CONSIGNE:
Rédigez la suite de l'extrait sur la condition des juifs dans l'Empire russe, en partant de sa dernière phrase.

EXTRAIT DU DOCUMENT:
____________________

Pendant longtemps, le gouvernement russe ne s'est pas occupé de l'état intellectuel de ses sujets juifs. Ceux-ci ne demandaient pas mieux que de conserver leur liberté intérieure. La façon dont le gouvernement les traitait n'était d'ailleurs pas de nature à leur inspirer une trop grande confiance envers lui. Il ne pouvait être question d'une russification même relative de ces masses à une époque où la civilisation et la langue russes n'étaient qu'à l'état d'embryon.

Ce n'est qu'avec l'avènement d'Alexandre Ier que les réformes projetées par le gouvernement eurent leur contre-coup sur le ghetto lointain. Une commission spéciale fut instituée pour étudier les conditions de la vie des juifs et les moyens d'améliorer leur état matériel et intellectuel. Le premier contact intime entre juifs et russes se fait dans la petite ville de Sklow, presque exclusivement habitée par des juifs. Cette ville formait une étape importante sur la route qui menait de la capitale à l'Occident, et ses habitants juifs eurent l'occasion d'entrer en relation avec les personnages de marque, russes et étrangers, qui se rendaient à la capitale[44]. Un cercle de lettrés influencés par les Meassfim s'y fonda, et c'est de ce milieu que nous parvient un curieux document littéraire qui témoigne des espérances que les réformes projetées par le gouvernement d'Alexandre Ier pour l'amélioration de l'état des juifs, avaient suscitées. Dans un pamphlet intitulé Sineath Hadath (Haine religieuse), publié en 1804 à Sklow, en hébreu, et traduit plus tard en russe, l'auteur, un nommé Nevachovitz (grand'père du célèbre savant M. Metchnikoff, de l'Institut Pasteur) proteste énergiquement au nom de la vérité et de l'humanité contre le mépris qu'on professe à l'égard des juifs.

Être méprisé, honni, est-ce peu? Ô torture qui dépasse toutes les autres, blessure que rien n'égale.... Les vents, le tonnerre et la tempête réunis ne pourraient étouffer les cris de souffrance de l'être méprisé par les autres. . . . . . . . . . . . . . . . . . . . . . . . . . . . . . . . . . . . . . . . . . . . . . . . . . . . .

Chrétiens! Ne cherchez pas le juif dans l'homme, mais cherchez plutôt l'homme dans le juif. Je jure qu'un juif fidèle à sa foi ne peut pas être un homme méchant, ni un mauvais citoyen...

Hélas! ce premier appel restera sans écho comme les suivants. Un siècle se sera passé qu'en Russie on n'aura pas encore reconnu la qualité d'homme au juif non converti.

____________________

DONNÉES AFFICHÉES:
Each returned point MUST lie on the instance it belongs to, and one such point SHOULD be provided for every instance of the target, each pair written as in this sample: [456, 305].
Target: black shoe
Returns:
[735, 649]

____________________

RÉPONSE:
Les espérances que les guerres napoléoniennes avaient fait naître parmi les populations juives de la Lithuanie furent déçues. Une main de fer s'abattit sur eux et ils continuèrent à végéter misérablement dans leur coin sombra et délaissé.

On raconte que lorsque Napoléon entra à la tête de la Grande Armée à Vilna, il fut tellement frappé par le caractère juif de cette ville qu'il s'écria: «Mais c'est la Jérusalem de la Lithuanie!» Nous ne savons ce qu'il y a de vrai dans ce mot attribué à l'empereur. Dans tous les cas, aucune autre ville ne mériterait plus ce surnom. La résidence du «Gaon» était déjà au xviiie siècle une métropole juive. L'élimination systématique et voulue de l'élément polonais, surtout depuis l'insurrection de 1831, la prohibition de la langue polonaise, la fermeture de l'Université ainsi que l'absence de l'élément lithuanien ont fait de Vilna la grande ville juive pendant tout le xixe siècle. Capitale détrônée d'un peuple trahi par sa noblesse, abandonnée par ses habitants autochtones, elle devient le centre d'une société juive indépendante et que rien ne gêne dans son développement intérieur. Sans le moindre abandon de la tradition rabbinique qui lui sert de base constitutionnelle, elle se laisse peu à peu pénétrer par les idées modernes.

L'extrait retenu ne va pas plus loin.